DIRECTIVE.
Identify every line in the listing below that contains the string "mountain", treating uppercase and lowercase as distinct, and copy each such line.

EXERCISE INPUT.

╔══

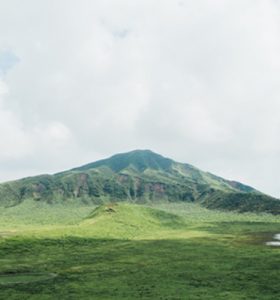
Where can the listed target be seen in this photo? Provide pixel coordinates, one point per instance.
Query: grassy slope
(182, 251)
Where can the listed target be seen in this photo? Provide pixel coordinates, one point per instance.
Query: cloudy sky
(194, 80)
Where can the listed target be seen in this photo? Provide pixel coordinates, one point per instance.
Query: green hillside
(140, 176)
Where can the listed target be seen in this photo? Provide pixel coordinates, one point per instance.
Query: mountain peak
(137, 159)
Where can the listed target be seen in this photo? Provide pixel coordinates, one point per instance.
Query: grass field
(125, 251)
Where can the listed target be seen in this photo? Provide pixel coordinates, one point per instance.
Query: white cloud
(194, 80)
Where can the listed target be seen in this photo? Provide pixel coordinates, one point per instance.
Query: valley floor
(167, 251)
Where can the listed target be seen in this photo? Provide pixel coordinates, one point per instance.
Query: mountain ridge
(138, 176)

╚══
╔══

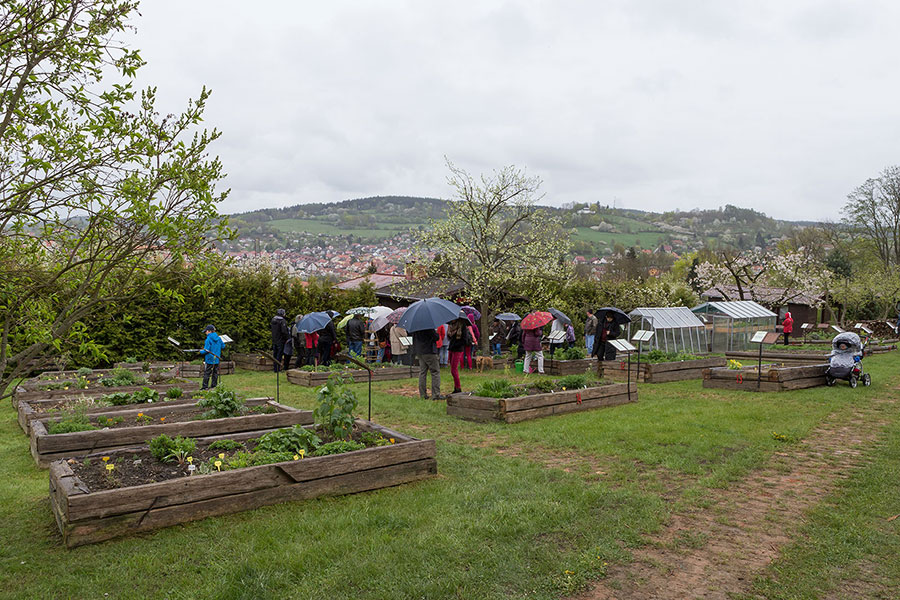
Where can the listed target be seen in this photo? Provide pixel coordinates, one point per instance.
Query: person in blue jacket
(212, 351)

╚══

CORRECT OUTPUT.
Query: mountain peak
Query: mountain ridge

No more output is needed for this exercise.